Copy out all of the material exactly.

Exercise data:
------------------------------------

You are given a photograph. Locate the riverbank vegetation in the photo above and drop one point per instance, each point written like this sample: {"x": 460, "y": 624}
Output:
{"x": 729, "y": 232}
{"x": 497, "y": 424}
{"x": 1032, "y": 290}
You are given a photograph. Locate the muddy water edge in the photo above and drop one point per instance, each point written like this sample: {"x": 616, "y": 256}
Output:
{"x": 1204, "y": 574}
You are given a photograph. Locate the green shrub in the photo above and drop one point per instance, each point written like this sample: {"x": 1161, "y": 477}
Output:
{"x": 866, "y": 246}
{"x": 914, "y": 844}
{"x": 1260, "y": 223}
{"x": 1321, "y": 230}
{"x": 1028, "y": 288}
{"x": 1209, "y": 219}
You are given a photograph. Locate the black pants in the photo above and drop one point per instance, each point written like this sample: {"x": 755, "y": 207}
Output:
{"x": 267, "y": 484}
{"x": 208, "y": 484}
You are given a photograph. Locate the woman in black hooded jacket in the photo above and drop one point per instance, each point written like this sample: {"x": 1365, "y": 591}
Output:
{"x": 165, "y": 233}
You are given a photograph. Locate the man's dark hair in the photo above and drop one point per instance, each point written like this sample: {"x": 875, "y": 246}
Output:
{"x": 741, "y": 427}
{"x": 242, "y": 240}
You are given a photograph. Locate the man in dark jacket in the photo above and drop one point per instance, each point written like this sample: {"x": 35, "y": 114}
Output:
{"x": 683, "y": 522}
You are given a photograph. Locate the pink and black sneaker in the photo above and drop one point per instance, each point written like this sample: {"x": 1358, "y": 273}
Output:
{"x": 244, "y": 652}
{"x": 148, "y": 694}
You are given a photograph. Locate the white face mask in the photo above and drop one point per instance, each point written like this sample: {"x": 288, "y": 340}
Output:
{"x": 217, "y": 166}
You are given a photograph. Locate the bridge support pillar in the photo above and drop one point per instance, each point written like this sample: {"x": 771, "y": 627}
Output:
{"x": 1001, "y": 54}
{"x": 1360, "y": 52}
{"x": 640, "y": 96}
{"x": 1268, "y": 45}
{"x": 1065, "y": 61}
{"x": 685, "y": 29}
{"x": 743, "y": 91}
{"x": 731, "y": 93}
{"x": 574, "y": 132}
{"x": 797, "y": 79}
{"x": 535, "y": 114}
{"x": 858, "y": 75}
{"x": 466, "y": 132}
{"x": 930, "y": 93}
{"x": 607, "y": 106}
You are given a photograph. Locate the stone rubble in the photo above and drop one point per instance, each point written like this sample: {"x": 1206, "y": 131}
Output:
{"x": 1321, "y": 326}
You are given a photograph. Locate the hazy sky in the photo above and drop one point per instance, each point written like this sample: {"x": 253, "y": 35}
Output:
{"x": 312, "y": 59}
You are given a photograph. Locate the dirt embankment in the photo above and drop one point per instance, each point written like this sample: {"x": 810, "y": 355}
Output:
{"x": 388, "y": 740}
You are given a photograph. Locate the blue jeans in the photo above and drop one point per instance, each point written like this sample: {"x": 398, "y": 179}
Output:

------------------------------------

Answer to the task:
You are given a photograph. Locate the riverbank vegetation in the photo above and drop one point per instance, each point written like this sample: {"x": 460, "y": 624}
Output:
{"x": 729, "y": 232}
{"x": 497, "y": 424}
{"x": 1032, "y": 290}
You are given a photograph. Locate the muddy water edge in the photo above and drop one point per instance, each point written like this sample: {"x": 616, "y": 256}
Output:
{"x": 1204, "y": 574}
You are given a photograph. Locate the green shrub in the photo above and drop one point per instance, each point written like this sample: {"x": 1161, "y": 477}
Output:
{"x": 866, "y": 246}
{"x": 914, "y": 844}
{"x": 1260, "y": 223}
{"x": 1321, "y": 230}
{"x": 1028, "y": 288}
{"x": 1209, "y": 219}
You are given a photograph. Locate the black pants in the photo above and drop one point per instance, each point written like this sample: {"x": 755, "y": 207}
Output:
{"x": 267, "y": 484}
{"x": 208, "y": 484}
You are given a photograph. Locate the woman in black hooded jacket in the photo above and drop one point per instance, each point written like this sample: {"x": 1365, "y": 591}
Output:
{"x": 165, "y": 233}
You are given a photograph. Locate the man's dark hair in the photo above and drop one point per instance, each point written like this sample: {"x": 875, "y": 246}
Output:
{"x": 741, "y": 427}
{"x": 242, "y": 240}
You are given a photograph. Locate the man in dark jacket in the photo above and drop one point per instance, each point written like this sample: {"x": 35, "y": 114}
Output:
{"x": 683, "y": 522}
You are given a photograph. Locate the pink and black sneaker in the photo above and drop one point per instance, each point written like this sample: {"x": 1358, "y": 273}
Output:
{"x": 244, "y": 652}
{"x": 148, "y": 694}
You are given a photograph. Locate the white face mask in the photo above and drop one point per instance, each point written like this sample: {"x": 288, "y": 340}
Output:
{"x": 217, "y": 166}
You are given a photograph. Locate the bridge support pillar in the photo above and drop one point per instance, each point written like this sample: {"x": 771, "y": 627}
Output:
{"x": 1001, "y": 54}
{"x": 1360, "y": 52}
{"x": 640, "y": 96}
{"x": 1268, "y": 45}
{"x": 1065, "y": 61}
{"x": 685, "y": 29}
{"x": 743, "y": 91}
{"x": 731, "y": 93}
{"x": 574, "y": 132}
{"x": 797, "y": 79}
{"x": 535, "y": 114}
{"x": 858, "y": 75}
{"x": 466, "y": 132}
{"x": 930, "y": 93}
{"x": 607, "y": 106}
You are given a photograph. Locate the stone rubble in the photo above and drop one point per instance, each point written like this sample: {"x": 1206, "y": 131}
Output:
{"x": 1321, "y": 326}
You are given a photograph. Locate the hazy sky in the photo above and drop one point per instance, each point written like this sample: {"x": 253, "y": 35}
Output:
{"x": 312, "y": 59}
You are given a photograph. Locate the dirt embankment in the photo above and drop one point per instance, each point written like this sample: {"x": 810, "y": 355}
Output:
{"x": 388, "y": 740}
You are given a photograph. Locate the blue jeans in the photo above and drop one point per instance, each point written like this sample: {"x": 398, "y": 179}
Output:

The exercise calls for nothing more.